* Start Data provided *

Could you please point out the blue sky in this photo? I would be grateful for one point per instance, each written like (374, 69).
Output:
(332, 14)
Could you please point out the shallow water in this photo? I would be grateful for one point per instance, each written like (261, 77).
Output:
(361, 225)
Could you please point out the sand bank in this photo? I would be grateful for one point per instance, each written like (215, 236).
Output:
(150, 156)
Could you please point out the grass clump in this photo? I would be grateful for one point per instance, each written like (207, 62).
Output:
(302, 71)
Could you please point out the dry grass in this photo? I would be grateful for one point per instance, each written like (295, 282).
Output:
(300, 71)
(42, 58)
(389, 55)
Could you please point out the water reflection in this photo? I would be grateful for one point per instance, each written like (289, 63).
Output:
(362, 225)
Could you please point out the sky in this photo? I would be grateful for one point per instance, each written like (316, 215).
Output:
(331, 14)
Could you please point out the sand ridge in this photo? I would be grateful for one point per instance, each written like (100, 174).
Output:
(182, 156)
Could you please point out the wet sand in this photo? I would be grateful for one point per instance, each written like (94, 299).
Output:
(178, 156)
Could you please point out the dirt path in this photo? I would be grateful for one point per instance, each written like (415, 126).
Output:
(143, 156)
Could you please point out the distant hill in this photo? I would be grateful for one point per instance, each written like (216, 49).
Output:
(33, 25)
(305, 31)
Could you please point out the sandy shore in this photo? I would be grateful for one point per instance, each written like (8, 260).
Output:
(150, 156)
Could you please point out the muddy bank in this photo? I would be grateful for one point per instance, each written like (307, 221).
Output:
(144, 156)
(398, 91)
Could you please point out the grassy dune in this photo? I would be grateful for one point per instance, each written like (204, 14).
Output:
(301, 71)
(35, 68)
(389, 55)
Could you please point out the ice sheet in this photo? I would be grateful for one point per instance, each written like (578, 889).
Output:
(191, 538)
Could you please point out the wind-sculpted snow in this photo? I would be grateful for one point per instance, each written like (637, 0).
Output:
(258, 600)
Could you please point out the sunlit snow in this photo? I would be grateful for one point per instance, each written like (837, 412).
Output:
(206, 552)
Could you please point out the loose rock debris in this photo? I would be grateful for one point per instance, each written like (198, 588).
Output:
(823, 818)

* End Data provided *

### Stated problem
Could you give the material above again, swapping "grateful" for "thankful" everywhere it appears and leaving everything else unchanged?

### Completed task
Could you please point out the blue sky in this photo? I would be thankful for one point per instance, each written like (374, 69).
Output:
(332, 14)
Could you please point out the shallow water in this photo? I would be thankful for one point per instance, each written like (261, 77).
Output:
(361, 225)
Could you please point out the sand bank in this photo? I would be thankful for one point per instance, each written like (215, 236).
Output:
(150, 156)
Could you please point out the grass clump in this photo? I would be thankful for one point per instance, each written like (207, 62).
Output:
(302, 71)
Could you please point out the dry grass in this photo? I would be thankful for one point per instance, each written like (295, 282).
Output:
(300, 71)
(42, 58)
(389, 55)
Could you please point out the water reflection in this photo? I would be thankful for one point per instance, each written like (289, 63).
Output:
(362, 225)
Could you please point out the sky in this photo? I would be thankful for one point per instance, each written like (316, 215).
Output:
(331, 14)
Could you please point out the sand ridge in this photo? I would be thankful for one point per instance, each written like (100, 174).
Output:
(182, 156)
Could you please point out the wet sand in this photo? I would be thankful for one point per instance, each written like (94, 299).
Output:
(178, 156)
Could you please point out the dirt path in this photo? I would be thankful for one point per instance, each written like (415, 126).
Output:
(143, 156)
Could you please point out the distant hill in this photo? I would be thankful for one point per instance, each written like (216, 49).
Output:
(33, 25)
(305, 31)
Could you please point out the sandy shore in this photo? I would be thankful for one point per instance, each written like (8, 260).
Output:
(150, 156)
Could you please point out the muddy bank in this photo? I would be thankful for one point per instance, each written like (307, 221).
Output:
(144, 156)
(398, 91)
Could you please point out the grassy dune in this photo? I would be thankful for one point per instance, each written like (204, 14).
Output:
(301, 71)
(35, 68)
(389, 55)
Could you please point out the ice sheet in this photo? I would be thankful for one point per instance, each written like (578, 889).
Output:
(191, 538)
Could you please point out the wind-sculpted snow in this photo? I would be thankful for one point per instance, each written like (637, 0).
Output:
(258, 600)
Could you please point out the sunlit snow in this photo? I would be thankful for one point per instance, each written like (837, 412).
Output:
(206, 552)
Could you please point out the loose rock debris in this photo? I would be thankful for one point per instance, each written like (198, 588).
Output:
(823, 818)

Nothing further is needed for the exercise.